BEGIN Task material

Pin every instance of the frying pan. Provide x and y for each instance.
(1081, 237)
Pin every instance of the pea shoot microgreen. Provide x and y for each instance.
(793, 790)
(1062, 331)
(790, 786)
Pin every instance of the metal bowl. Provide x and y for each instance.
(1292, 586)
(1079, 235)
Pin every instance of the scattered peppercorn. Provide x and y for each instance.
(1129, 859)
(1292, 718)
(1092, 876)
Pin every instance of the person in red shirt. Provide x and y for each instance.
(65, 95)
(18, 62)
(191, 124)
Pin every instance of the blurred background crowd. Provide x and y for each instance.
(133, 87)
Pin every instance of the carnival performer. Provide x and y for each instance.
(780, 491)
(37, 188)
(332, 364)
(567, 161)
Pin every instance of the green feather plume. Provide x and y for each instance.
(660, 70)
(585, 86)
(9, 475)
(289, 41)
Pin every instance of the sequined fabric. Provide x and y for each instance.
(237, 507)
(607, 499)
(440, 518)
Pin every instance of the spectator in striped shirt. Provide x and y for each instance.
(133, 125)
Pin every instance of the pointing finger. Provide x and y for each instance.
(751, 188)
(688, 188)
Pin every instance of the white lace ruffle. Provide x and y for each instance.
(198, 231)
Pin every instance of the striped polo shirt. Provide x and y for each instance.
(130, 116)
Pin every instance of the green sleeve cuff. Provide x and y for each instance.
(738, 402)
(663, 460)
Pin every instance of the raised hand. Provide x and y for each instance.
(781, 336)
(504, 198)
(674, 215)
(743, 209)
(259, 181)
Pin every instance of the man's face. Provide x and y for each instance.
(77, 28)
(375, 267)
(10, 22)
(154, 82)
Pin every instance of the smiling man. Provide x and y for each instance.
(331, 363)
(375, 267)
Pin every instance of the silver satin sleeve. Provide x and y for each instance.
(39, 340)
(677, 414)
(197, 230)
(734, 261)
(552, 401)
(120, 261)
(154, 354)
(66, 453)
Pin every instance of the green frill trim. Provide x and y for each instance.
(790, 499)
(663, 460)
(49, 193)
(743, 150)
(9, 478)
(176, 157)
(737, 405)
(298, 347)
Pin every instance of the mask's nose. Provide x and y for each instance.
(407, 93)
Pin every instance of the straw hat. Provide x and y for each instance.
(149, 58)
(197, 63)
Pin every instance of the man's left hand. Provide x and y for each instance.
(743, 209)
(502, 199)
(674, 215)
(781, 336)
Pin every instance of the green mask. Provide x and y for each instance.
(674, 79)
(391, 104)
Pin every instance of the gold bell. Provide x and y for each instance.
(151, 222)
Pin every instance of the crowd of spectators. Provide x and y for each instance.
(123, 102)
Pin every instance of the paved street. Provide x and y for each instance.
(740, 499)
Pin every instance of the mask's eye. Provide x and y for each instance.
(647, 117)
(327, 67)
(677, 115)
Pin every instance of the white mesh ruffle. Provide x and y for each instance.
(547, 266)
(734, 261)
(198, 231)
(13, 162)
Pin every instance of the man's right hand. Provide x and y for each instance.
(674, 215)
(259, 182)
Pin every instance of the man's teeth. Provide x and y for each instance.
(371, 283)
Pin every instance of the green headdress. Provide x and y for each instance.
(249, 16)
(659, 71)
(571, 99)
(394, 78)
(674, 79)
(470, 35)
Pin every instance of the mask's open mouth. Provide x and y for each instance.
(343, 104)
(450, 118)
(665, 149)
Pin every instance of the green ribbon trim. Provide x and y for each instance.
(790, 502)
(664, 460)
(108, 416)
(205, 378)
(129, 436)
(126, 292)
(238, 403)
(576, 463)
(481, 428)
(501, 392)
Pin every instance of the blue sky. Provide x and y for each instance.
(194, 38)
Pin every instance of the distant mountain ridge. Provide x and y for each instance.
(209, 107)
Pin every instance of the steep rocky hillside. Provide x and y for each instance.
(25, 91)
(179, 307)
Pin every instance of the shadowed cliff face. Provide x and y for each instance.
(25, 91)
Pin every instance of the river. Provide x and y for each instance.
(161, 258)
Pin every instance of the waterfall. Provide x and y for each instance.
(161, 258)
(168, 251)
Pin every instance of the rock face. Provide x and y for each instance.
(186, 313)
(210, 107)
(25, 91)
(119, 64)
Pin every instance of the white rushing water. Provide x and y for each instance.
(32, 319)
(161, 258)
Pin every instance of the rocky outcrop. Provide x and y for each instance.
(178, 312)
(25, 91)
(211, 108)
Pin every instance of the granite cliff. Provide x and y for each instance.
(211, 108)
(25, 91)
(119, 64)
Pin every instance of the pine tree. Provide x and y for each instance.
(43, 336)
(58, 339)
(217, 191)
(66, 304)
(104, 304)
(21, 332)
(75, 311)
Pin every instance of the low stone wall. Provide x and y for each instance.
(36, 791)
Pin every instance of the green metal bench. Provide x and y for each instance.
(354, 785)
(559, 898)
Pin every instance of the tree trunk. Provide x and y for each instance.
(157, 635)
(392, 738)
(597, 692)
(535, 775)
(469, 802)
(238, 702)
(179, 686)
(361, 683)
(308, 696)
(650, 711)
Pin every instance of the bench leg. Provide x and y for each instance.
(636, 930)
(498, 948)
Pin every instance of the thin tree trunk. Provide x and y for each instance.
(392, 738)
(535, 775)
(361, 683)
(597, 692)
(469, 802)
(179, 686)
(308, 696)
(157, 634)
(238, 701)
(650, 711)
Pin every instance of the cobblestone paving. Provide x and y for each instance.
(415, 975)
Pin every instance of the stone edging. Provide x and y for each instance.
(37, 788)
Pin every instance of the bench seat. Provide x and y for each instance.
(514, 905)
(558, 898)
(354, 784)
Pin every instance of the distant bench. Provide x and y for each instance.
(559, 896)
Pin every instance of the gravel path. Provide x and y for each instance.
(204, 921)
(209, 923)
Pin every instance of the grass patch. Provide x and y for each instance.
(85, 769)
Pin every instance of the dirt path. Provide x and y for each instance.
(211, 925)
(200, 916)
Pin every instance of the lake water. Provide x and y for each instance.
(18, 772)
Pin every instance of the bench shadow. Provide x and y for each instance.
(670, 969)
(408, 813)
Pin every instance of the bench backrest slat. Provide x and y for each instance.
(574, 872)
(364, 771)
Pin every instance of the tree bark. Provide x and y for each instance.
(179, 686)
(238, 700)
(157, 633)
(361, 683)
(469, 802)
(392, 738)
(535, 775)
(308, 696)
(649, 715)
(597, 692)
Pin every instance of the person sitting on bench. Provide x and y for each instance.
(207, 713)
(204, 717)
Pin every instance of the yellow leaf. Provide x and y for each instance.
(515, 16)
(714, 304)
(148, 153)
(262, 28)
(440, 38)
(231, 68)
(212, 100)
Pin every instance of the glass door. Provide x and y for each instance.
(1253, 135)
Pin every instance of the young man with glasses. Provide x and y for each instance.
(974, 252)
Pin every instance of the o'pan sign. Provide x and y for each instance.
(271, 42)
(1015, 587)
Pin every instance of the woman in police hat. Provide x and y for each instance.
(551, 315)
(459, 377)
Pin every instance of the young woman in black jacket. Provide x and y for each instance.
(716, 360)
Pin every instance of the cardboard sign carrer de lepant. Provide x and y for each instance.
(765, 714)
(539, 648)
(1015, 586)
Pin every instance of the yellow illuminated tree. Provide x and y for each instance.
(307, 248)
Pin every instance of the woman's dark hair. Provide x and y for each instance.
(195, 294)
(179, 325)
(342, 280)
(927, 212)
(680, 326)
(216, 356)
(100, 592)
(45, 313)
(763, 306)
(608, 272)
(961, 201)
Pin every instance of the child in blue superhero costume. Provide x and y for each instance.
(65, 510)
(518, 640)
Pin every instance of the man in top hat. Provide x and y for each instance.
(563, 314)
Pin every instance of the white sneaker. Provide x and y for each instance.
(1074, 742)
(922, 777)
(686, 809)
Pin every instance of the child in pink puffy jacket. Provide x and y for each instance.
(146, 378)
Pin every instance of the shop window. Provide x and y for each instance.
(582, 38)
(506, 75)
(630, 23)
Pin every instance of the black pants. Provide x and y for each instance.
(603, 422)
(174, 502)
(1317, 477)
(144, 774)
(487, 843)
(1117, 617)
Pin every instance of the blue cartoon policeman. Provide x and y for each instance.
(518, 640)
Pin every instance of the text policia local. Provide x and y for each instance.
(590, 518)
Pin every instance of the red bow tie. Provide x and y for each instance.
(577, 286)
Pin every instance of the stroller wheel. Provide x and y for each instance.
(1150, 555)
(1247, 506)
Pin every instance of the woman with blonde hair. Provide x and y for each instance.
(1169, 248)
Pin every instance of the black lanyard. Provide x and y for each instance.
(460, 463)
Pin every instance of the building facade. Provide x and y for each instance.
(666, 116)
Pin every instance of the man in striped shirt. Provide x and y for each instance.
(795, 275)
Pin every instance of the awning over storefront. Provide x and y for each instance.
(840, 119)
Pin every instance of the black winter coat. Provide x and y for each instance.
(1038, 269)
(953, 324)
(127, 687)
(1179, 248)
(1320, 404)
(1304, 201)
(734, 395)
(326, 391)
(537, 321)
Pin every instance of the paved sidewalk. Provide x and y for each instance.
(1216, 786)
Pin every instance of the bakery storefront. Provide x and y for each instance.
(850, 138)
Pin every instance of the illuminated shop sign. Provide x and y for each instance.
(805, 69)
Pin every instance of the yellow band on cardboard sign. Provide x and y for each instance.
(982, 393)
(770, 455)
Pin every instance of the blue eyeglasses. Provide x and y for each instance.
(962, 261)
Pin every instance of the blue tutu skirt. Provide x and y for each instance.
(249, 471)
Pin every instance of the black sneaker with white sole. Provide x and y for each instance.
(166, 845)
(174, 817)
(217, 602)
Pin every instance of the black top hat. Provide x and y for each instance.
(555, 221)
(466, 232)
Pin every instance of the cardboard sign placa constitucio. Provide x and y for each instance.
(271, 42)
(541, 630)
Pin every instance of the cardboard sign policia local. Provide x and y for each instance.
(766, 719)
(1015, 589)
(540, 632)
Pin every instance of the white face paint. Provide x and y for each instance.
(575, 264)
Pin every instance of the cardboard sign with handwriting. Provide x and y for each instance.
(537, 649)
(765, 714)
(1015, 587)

END Task material

> [Assignment]:
Nothing but the lines from the one containing "Pin every instance of the black top" to the end of the records above should appear, each copied exactly.

> [Answer section]:
Pin every instance of the black top hat. Provide x and y for each instance.
(555, 221)
(466, 232)
Pin every instance of the cardboard sign placa constitucio. Provide x and y for each instance.
(271, 42)
(541, 630)
Pin every instance of the cardboard sign policia local. Provide x and y for each instance.
(766, 719)
(1015, 589)
(540, 632)
Pin every instance of the white face paint. Provide x and y for each instance.
(575, 264)
Pin every instance of the cardboard sign with handwriting. Provide x and y for each instance.
(537, 649)
(765, 714)
(1015, 587)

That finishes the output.